## Start Article

UAT: Definition of Done (DoD) gating not enforced before Apply phase transition #3600

Open
opened 2026-04-05 20:16:54 +00:00 by freemo · 1 comment
Owner

Metadata

  • Branch: fix/dod-gating-not-enforced-apply-phase
  • Commit Message: fix(dod): wire DoDEvaluator into apply gate — DoD criteria not enforced before Apply phase transition
  • Milestone: v3.2.0
  • Parent Epic: #395

Background

The Definition of Done (DoD) is not evaluated or enforced before allowing a plan to transition to the Apply phase. The DoDEvaluator, DoDSummary, parse_dod_criteria, and TextMatchEvaluator classes exist in the domain model (definition_of_done.py) but are never called from the application services layer.

Per docs/timeline.md line 2007: "DoD gating enforcement (#178 merged 2026-02-25)" — the apply phase should be blocked when the plan's definition_of_done criteria have not been met. Issue #178 was closed as complete, but the implementation is missing from the application services layer.

Per the spec, the definition_of_done field on an action/plan defines testable completion criteria. Before a plan can transition to Apply, the DoD criteria must be evaluated and all must pass. If any DoD criterion fails, the apply should be blocked (similar to how required validation failures block apply).

The DoDSummary.to_validation_summary() method (in definition_of_done.py, line 196–208) even provides a method to convert DoD results into the validation_summary format, confirming the original intent was to integrate DoD evaluation into the apply gate.

Actual Behavior

  1. apply_plan() in plan_lifecycle_service.py (lines 1679–1728) does not call any DoD evaluation — it only calls _run_invariant_reconciliation().

## End Article
## Start Data section

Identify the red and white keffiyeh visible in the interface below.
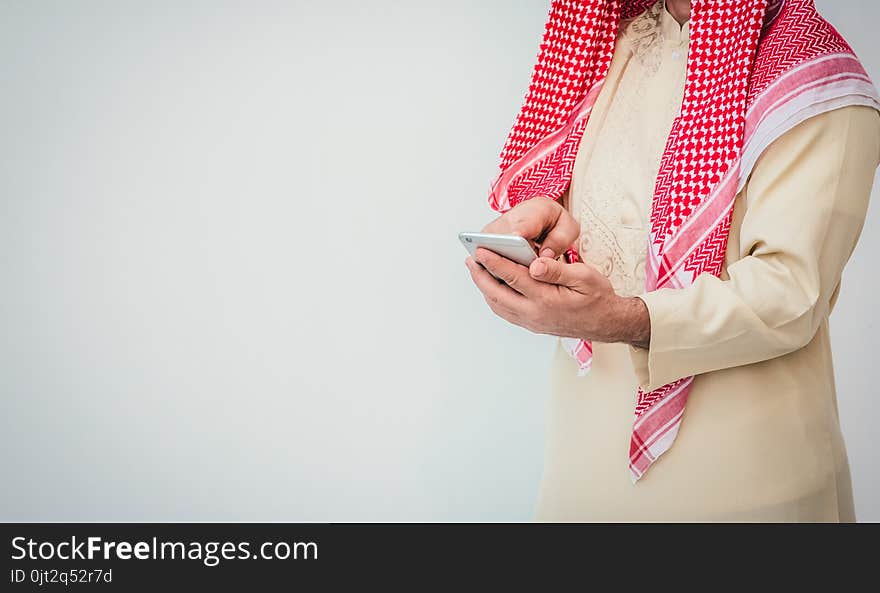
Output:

## End Data section

▸ Written problem 1
Answer the following questions about the DoD gating issue:
(a) What milestone is listed for the fix?
(b) In which file do the DoDEvaluator, DoDSummary, parse_dod_criteria, and TextMatchEvaluator classes exist?
(c) According to the section headed "Actual Behavior", which function is the only one that apply_plan() calls?
▸ Written problem 2
Carry on writing the DoD gating issue from the point where it stops.

▸ Result 1
(a) v3.2.0
(b) definition_of_done.py
(c) _run_invariant_reconciliation()

▸ Result 2
  2. apply_with_validation_gate() in plan_apply_service.py checks validation_summary for required validation failures but does not evaluate the definition_of_done text against any context.
  3. DoDEvaluator, parse_dod_criteria, and TextMatchEvaluator are exported from domain/models/core/__init__.py but are never imported or called from any application service.
  4. A plan with definition_of_done: "Coverage reaches 85%" can be applied even if coverage is 0%.

Expected Behavior

Before apply_plan() transitions a plan to the Apply phase:

  1. The plan's definition_of_done criteria are parsed via parse_dod_criteria().
  2. Each criterion is evaluated via DoDEvaluator / TextMatchEvaluator against the current plan context.
  3. The resulting DoDSummary is converted to a ValidationSummary via DoDSummary.to_validation_summary().
  4. If any DoD criterion fails, apply_with_validation_gate() blocks the apply and surfaces a clear error — identical to how required validation failures block apply today.

Code Locations

  • /app/src/cleveragents/application/services/plan_lifecycle_service.py, lines 1679–1728 — apply_plan() missing DoD check
  • /app/src/cleveragents/application/services/plan_apply_service.pyapply_with_validation_gate() missing DoD evaluation
  • /app/src/cleveragents/domain/models/core/definition_of_done.py — DoD infrastructure exists but is unused

Steps to Reproduce

  1. Create an action with definition_of_done: "Coverage reaches 85%"
  2. Create a plan from the action
  3. Execute the plan (strategize + execute phases)
  4. Call apply_plan() — it succeeds even though DoD criteria were never evaluated
  5. Observe: validation_summary in the plan does not have dod_evaluated: True

Verification

# Search for any usage of DoDEvaluator, parse_dod_criteria in application services
# Result: 0 matches in /app/src/cleveragents/application/

Subtasks

  • Audit plan_lifecycle_service.py::apply_plan() and plan_apply_service.py::apply_with_validation_gate() to confirm zero DoD calls
  • Wire parse_dod_criteria() into apply_plan() to extract DoD criteria from the plan's definition_of_done field
  • Instantiate and invoke DoDEvaluator / TextMatchEvaluator against the current plan context within the apply gate
  • Convert DoDSummary to ValidationSummary via DoDSummary.to_validation_summary() and merge into the plan's validation_summary
  • Ensure apply_with_validation_gate() treats DoD failures as blocking (same severity path as required validation failures)
  • Add Behave BDD scenarios: DoD gate pass, DoD gate fail (apply blocked), DoD gate with no criteria (pass-through)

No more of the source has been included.